Segment Start: INFORMATION GIVEN

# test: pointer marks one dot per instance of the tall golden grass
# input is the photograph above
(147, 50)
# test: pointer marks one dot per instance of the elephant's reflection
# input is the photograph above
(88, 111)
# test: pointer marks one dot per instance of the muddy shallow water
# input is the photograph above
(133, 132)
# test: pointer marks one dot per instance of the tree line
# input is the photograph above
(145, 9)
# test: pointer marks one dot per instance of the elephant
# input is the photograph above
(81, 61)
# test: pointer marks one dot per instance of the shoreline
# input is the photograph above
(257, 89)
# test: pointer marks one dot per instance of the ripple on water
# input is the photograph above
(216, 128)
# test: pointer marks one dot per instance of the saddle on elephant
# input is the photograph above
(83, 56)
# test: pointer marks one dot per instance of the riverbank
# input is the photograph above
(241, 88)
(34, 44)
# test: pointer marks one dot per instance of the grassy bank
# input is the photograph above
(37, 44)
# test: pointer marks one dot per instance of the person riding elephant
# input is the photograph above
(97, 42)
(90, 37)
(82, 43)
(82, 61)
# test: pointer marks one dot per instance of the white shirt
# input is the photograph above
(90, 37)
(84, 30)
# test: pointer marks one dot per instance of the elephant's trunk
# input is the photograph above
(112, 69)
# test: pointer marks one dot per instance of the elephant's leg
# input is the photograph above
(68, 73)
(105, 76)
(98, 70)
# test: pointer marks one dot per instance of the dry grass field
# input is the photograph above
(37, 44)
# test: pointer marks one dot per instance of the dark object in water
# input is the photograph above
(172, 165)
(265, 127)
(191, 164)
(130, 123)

Segment End: INFORMATION GIVEN
Segment Start: INFORMATION GIVEN

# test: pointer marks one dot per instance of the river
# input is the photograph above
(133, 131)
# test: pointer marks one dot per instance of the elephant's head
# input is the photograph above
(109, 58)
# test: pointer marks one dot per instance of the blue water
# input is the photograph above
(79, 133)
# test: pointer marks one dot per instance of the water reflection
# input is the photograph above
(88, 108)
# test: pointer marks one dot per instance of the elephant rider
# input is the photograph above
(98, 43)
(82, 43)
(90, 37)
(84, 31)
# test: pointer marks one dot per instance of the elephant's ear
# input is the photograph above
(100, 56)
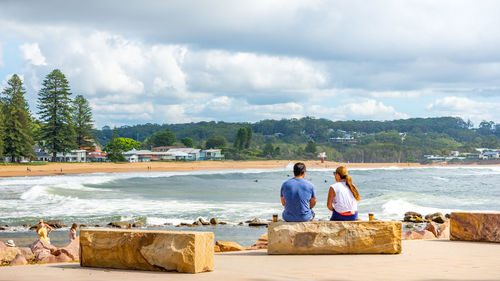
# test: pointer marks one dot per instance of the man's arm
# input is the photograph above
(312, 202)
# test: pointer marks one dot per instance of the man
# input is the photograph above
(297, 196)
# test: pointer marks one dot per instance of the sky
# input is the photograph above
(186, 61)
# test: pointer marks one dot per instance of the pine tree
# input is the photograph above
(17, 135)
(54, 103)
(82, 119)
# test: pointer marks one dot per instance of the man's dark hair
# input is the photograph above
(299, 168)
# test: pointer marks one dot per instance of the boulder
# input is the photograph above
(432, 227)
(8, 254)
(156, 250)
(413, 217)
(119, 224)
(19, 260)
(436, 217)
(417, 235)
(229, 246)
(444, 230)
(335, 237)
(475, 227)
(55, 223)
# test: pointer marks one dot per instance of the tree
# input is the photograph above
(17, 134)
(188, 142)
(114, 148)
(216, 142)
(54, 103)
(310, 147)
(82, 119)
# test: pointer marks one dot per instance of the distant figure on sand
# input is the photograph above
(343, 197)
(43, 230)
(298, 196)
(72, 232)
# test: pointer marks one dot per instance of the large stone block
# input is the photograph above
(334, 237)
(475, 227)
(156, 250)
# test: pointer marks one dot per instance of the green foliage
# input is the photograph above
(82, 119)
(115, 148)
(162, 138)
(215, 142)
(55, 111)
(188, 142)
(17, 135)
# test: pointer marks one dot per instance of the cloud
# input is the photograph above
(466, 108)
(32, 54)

Segment End: INFORMATION GIVEN

EXERCISE BRIEF:
Repeat the entries above verbatim, but only from the line that has "# test: pointer marks one dot per instance of the white" down to the line that has "the elephant's leg", inclusive.

WRITTEN RESPONSE:
# test: pointer marks one dot per instance of the white shirt
# input is the photograph above
(90, 37)
(84, 30)
# test: pointer marks one dot per instance of the elephant's trunk
# input is the photograph above
(112, 69)
# test: pointer marks one dot per instance of the elephant's leg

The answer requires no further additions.